WORK TO COMPLETE: Line by line, check the data for the string "covered" and state how many lines have it, nothing more.

DATA FOR ANALYSIS:
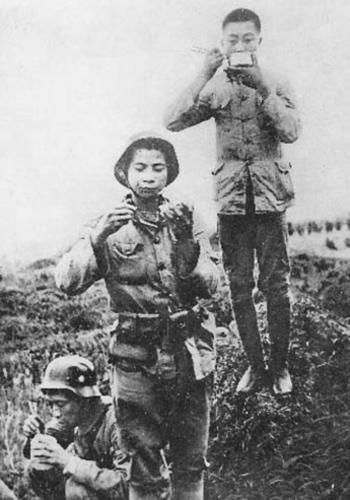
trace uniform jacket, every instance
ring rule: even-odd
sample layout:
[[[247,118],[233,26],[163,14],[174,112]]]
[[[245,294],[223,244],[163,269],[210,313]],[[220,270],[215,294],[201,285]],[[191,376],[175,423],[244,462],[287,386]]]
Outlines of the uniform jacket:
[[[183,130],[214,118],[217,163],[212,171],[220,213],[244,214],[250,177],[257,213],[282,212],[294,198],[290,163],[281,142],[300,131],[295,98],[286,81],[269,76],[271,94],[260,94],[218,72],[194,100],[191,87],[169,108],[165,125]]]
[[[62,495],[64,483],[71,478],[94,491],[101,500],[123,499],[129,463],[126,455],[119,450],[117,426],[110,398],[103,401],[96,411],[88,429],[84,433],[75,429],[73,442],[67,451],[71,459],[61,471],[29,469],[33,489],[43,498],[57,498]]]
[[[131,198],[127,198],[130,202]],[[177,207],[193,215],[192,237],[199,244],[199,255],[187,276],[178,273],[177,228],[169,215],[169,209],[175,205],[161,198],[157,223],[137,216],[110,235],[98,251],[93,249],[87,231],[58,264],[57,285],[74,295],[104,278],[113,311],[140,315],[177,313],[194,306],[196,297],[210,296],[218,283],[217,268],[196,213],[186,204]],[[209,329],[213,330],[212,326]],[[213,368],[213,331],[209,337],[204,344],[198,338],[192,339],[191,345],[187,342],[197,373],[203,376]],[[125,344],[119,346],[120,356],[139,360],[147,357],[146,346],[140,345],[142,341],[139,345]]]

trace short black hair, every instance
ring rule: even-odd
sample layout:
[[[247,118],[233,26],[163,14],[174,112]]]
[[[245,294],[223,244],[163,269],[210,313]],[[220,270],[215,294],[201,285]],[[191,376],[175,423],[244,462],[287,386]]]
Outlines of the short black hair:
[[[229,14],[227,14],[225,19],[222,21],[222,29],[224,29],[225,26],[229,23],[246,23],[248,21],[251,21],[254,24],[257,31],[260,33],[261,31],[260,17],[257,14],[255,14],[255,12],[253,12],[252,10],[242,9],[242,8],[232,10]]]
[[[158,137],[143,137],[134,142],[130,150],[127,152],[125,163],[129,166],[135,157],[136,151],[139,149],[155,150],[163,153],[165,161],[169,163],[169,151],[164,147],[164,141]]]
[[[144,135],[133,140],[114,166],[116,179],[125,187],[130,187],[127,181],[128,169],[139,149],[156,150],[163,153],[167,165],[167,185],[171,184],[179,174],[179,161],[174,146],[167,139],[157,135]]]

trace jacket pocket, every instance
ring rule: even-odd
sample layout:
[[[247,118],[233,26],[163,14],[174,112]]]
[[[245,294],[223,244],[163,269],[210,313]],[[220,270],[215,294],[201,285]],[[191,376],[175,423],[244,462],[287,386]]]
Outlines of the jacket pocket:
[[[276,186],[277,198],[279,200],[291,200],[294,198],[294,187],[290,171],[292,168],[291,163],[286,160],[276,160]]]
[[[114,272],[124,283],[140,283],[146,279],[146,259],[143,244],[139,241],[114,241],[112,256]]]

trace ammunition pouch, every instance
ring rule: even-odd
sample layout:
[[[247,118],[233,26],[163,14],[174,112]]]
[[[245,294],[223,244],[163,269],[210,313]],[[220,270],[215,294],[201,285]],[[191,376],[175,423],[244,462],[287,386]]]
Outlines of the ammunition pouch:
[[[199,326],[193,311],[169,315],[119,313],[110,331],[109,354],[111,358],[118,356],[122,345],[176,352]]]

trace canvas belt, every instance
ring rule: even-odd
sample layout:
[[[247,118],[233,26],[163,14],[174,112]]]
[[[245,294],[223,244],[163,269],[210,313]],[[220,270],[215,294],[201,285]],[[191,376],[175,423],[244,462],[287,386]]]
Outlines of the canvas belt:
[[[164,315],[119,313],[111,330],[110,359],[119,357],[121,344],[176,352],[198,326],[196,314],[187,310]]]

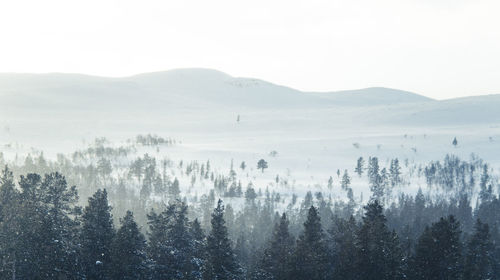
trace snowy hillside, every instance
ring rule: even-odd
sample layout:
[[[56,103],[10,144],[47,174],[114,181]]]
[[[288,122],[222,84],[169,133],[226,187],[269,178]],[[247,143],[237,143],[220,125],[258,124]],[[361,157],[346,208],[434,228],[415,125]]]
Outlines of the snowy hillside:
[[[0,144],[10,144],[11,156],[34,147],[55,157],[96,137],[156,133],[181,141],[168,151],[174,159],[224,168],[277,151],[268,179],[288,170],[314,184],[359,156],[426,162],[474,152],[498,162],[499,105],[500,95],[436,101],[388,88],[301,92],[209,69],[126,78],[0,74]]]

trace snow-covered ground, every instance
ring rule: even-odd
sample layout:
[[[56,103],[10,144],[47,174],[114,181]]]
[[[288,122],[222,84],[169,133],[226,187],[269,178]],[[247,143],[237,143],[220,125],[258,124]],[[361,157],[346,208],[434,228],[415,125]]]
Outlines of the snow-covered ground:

EXERCISE ANSWER: 2